◆ **AIM OF THE EXERCISE**
Below are records; copy every line in them that holds the word "mode".

◆ **AVAILABLE DATA**
══════════════════════════════

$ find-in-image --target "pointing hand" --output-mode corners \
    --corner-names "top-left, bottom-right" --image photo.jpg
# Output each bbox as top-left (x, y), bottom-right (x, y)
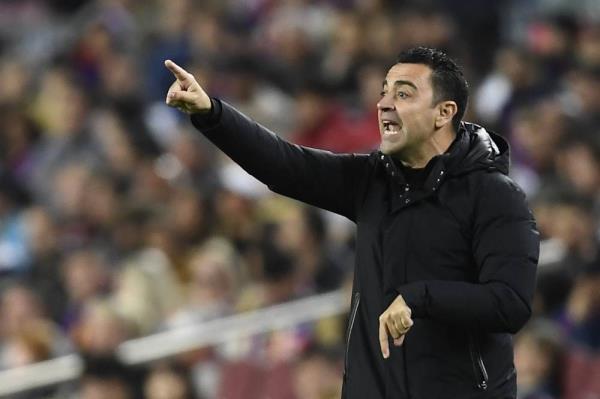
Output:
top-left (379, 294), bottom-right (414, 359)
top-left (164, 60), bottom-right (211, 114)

══════════════════════════════

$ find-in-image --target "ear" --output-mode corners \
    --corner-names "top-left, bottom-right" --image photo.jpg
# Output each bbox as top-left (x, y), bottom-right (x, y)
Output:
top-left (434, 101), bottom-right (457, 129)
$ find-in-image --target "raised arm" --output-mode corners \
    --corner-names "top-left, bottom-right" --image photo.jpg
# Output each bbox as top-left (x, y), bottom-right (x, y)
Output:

══════════════════════════════

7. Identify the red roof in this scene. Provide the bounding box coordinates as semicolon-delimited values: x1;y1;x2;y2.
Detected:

══════════════════════════════

◆ **EXERCISE SOLUTION**
$ find-in-image --target "pointing hand" --output-mode corners \
$ find-in-image --target "ear" --output-mode corners \
$ find-in-image --target "raised arm" --output-mode corners \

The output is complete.